start Available records

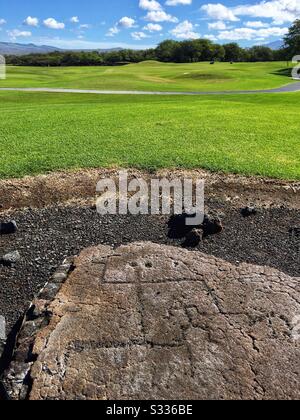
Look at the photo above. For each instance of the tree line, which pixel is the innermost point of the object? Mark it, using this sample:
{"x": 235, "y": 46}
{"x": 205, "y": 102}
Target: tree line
{"x": 168, "y": 51}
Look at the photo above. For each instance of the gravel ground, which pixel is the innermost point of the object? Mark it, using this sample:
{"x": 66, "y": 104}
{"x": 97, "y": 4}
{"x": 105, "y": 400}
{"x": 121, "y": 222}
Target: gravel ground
{"x": 46, "y": 236}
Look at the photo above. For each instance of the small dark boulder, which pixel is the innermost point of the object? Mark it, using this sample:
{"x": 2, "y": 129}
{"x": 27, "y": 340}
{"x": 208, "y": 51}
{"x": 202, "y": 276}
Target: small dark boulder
{"x": 179, "y": 227}
{"x": 193, "y": 238}
{"x": 295, "y": 231}
{"x": 10, "y": 259}
{"x": 212, "y": 226}
{"x": 8, "y": 228}
{"x": 249, "y": 211}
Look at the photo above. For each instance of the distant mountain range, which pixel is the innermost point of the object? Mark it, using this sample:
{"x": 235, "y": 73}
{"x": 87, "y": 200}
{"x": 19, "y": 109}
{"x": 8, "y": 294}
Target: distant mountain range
{"x": 275, "y": 45}
{"x": 7, "y": 48}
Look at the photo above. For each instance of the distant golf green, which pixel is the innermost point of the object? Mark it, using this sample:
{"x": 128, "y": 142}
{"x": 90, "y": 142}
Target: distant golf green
{"x": 153, "y": 75}
{"x": 248, "y": 134}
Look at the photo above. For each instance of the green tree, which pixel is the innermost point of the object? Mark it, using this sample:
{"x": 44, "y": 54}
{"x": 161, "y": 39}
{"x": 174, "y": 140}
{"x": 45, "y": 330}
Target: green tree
{"x": 261, "y": 53}
{"x": 166, "y": 50}
{"x": 292, "y": 40}
{"x": 233, "y": 52}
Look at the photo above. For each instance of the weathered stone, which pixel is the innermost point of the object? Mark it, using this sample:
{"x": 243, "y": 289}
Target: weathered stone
{"x": 8, "y": 228}
{"x": 2, "y": 334}
{"x": 249, "y": 211}
{"x": 193, "y": 238}
{"x": 149, "y": 321}
{"x": 10, "y": 258}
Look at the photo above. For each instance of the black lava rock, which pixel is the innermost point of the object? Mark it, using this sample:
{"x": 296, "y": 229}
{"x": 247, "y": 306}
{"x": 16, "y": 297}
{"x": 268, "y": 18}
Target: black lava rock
{"x": 193, "y": 238}
{"x": 249, "y": 211}
{"x": 8, "y": 228}
{"x": 212, "y": 226}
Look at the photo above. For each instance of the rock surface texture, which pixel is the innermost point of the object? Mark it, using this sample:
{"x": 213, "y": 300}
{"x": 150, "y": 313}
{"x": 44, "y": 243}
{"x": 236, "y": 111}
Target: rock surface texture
{"x": 146, "y": 321}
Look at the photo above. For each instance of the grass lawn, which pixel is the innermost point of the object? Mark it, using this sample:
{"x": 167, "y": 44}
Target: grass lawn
{"x": 154, "y": 76}
{"x": 248, "y": 134}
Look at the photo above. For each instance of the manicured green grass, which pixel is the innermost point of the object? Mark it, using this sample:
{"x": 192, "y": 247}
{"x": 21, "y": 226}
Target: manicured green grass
{"x": 248, "y": 134}
{"x": 154, "y": 76}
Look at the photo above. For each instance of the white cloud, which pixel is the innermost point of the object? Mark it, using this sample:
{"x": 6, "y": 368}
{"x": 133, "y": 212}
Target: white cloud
{"x": 185, "y": 30}
{"x": 211, "y": 37}
{"x": 16, "y": 33}
{"x": 153, "y": 27}
{"x": 113, "y": 31}
{"x": 178, "y": 2}
{"x": 219, "y": 12}
{"x": 279, "y": 10}
{"x": 31, "y": 21}
{"x": 52, "y": 23}
{"x": 126, "y": 22}
{"x": 256, "y": 24}
{"x": 139, "y": 36}
{"x": 250, "y": 34}
{"x": 150, "y": 5}
{"x": 160, "y": 16}
{"x": 219, "y": 25}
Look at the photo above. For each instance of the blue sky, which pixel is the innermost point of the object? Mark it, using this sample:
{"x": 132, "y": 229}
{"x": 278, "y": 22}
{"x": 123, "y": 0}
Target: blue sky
{"x": 144, "y": 23}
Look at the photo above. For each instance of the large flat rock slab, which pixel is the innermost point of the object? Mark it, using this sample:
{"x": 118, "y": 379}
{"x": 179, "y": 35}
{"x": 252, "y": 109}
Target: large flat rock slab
{"x": 146, "y": 321}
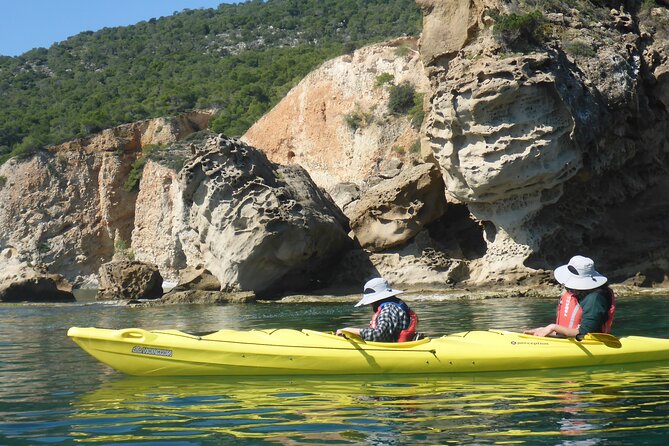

end Available records

> _Task brief_
Locate every line of the records that contains the string "gravel", and copy each such line.

> _Answer to this exercise_
Look at the photo above. For each instance of the gravel ground, which pixel is the innermost point of the object? Mark it, using this sample:
Target: gravel ground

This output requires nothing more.